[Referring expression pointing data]
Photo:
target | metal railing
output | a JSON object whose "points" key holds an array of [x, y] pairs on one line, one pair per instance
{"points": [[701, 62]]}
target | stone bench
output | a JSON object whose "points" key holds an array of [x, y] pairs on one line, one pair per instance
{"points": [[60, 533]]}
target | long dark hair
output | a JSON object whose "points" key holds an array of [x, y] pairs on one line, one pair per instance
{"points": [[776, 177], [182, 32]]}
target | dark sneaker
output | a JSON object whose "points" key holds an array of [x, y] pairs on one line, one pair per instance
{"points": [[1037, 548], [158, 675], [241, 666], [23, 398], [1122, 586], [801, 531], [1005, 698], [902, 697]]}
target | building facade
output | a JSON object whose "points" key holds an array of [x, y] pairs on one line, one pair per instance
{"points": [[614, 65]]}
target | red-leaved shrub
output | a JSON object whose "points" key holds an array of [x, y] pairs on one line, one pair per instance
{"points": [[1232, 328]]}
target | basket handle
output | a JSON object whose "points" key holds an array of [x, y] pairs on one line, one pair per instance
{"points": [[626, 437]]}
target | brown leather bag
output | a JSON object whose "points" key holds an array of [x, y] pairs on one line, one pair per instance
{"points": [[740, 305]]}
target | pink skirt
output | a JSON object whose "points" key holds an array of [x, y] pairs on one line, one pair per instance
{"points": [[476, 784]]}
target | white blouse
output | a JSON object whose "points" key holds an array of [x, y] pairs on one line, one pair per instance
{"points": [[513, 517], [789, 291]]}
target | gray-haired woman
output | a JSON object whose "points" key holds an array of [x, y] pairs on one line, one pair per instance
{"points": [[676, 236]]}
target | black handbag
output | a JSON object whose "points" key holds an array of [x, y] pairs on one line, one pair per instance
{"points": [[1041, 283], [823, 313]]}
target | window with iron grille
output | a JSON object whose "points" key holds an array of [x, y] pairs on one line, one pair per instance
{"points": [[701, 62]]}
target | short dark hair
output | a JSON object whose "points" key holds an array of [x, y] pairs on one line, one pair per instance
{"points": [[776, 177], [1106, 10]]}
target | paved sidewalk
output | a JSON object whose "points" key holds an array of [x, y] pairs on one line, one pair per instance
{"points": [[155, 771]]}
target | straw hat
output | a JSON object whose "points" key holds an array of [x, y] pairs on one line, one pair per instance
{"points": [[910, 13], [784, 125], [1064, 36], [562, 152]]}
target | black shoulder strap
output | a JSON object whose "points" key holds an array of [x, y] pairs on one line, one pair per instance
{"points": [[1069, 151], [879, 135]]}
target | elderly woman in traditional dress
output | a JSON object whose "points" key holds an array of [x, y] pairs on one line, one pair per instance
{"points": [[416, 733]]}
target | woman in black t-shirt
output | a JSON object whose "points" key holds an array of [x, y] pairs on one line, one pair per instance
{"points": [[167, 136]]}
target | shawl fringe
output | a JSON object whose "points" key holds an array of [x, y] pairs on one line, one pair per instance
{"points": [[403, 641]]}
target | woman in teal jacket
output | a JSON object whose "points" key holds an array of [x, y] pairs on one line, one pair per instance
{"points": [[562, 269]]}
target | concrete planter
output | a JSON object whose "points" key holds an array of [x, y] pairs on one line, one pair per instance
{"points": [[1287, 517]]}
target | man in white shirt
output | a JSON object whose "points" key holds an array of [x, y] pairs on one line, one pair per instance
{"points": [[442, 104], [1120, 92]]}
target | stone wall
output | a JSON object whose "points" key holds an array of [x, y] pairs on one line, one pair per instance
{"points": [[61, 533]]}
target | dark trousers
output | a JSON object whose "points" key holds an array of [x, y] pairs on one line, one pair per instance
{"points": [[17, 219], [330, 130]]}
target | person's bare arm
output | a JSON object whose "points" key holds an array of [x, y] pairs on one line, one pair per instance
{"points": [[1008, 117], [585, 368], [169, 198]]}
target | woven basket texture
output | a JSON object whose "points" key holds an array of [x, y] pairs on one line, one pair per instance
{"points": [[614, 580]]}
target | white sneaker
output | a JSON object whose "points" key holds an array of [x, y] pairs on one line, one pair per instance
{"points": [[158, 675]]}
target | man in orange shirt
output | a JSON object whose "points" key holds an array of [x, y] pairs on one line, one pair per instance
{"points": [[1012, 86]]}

_TASK BRIEF_: All of the data above needs to be retyped exactly, with each line as it stands.

_EXERCISE OUTPUT_:
Photo:
target | metal railing
output | a JSON object whose "points" key holds an array of [x, y] pairs on one line, one pair per instance
{"points": [[701, 62]]}
target | stone bench
output | a JSON object whose "points" key holds an array of [x, y] pairs on one line, one pair per instance
{"points": [[60, 533]]}
target | long dark hair
output | a JSON object whose "points" key holds an array of [x, y] pairs on one line, one pair per instance
{"points": [[776, 177], [182, 32]]}
target | dark sneaker
output | a JSON object whose "points" key holds an array of [x, y] pairs on one line, one pair per instance
{"points": [[1037, 548], [158, 675], [241, 666], [23, 398], [1122, 586], [801, 531], [1005, 698], [902, 697]]}
target | building facade
output | a JSON object whose "points" key holds an array of [x, y] pairs on one line, one pair per instance
{"points": [[614, 65]]}
target | red-leaved shrub
output | a JSON object whose "points" key holds an array of [x, y] pairs on one line, one pair per instance
{"points": [[1232, 328]]}
target | basket handle
output | a JSON object whose "points" key holds an array of [x, y] pairs on one line, one pair per instance
{"points": [[626, 437]]}
target | brown leather bag
output | a JSON object whose "points" key holds an array of [x, y] pairs on one line, one pair per instance
{"points": [[740, 305]]}
target | pink skirt
output | a JSON object whose "points" key holds an array of [x, y] pairs on one line, one pair per instance
{"points": [[476, 784]]}
target | white blouse
output | a JSON object whose "points" key holds an array of [x, y] pairs on one line, one pair per instance
{"points": [[513, 517], [789, 291]]}
target | gray-haired woman
output | a JSON object whose "points" key holds an array of [x, y] pairs on one line, one pair per instance
{"points": [[676, 236]]}
target | black handbag
output | a JSON object whose "points" key holds an array of [x, y] pairs on one line, one pair per instance
{"points": [[1041, 283], [823, 313]]}
target | window with iron grille
output | a JSON object whose "points" key holds an array of [x, y] pairs on one line, one pair per instance
{"points": [[701, 62]]}
target | short dark hair
output | a JSON object whose "points" key holds an array of [x, y] pairs on one line, one pair per instance
{"points": [[776, 177], [1106, 10]]}
target | paved sidewalk
output | a JSON object whose "points" key holds an array of [x, y] pairs on one line, one pair per instance
{"points": [[155, 771]]}
target | straw hat
output | a JSON object whose "points" key holds an array of [x, y] pairs on one line, one pair per instance
{"points": [[910, 13], [784, 125], [1064, 36], [562, 152]]}
target | black shoulder strap
output | a JSON object whose "points" key holds an array of [x, y] pairs on one line, one pair per instance
{"points": [[1069, 151], [879, 135]]}
target | elderly woman in traditional dress
output | a JSON object whose "points" key holds an array of [x, y] pairs on one line, one pair per instance
{"points": [[416, 733]]}
target | woman in black t-shirt
output | a JSON object whose "points" key holds an array of [x, y] pairs on one line, one pair per instance
{"points": [[167, 136]]}
target | shawl fringe
output | a JSON object whose "points" key holds an array of [x, y] pairs on one line, one pair per instance
{"points": [[403, 641]]}
target | woman in teal jacket
output | a JSON object whose "points" key holds an array of [x, y] pairs on one line, one pair per instance
{"points": [[562, 269]]}
target | concrete planter
output | a JSON object whose "points" key holds an array of [x, y] pairs on one line, one pair per instance
{"points": [[1287, 517]]}
target | man in white shirt
output | a JSON object whose "points" key holds an array of [x, y] pairs on one line, one pair per instance
{"points": [[442, 104], [1120, 92]]}
target | stone wall
output | a JSON object whose "points" key holds an array of [x, y] pairs on one line, one pair per instance
{"points": [[61, 533]]}
target | dark trousers
output | a JSON object whose "points" key holds an array of [x, y] pairs on one line, one pair per instance
{"points": [[17, 219], [330, 130]]}
target | person's bare arm
output | a JSON object whose "points" key holds an array of [x, y] pairs on one line, one pair per instance
{"points": [[1008, 117], [585, 368], [169, 198]]}
target | woven basket texture
output | a JSON object whose "points" key holds an array of [x, y] pairs on one line, one pair per instance
{"points": [[614, 580]]}
target | white sneaker
output | a JSON object whose "points" key holds an array of [x, y] pairs on one line, one pair per instance
{"points": [[158, 675]]}
target | man in orange shirt
output | a JSON object whose "points" key holds an array of [x, y] pairs on one line, one pair per instance
{"points": [[1012, 86]]}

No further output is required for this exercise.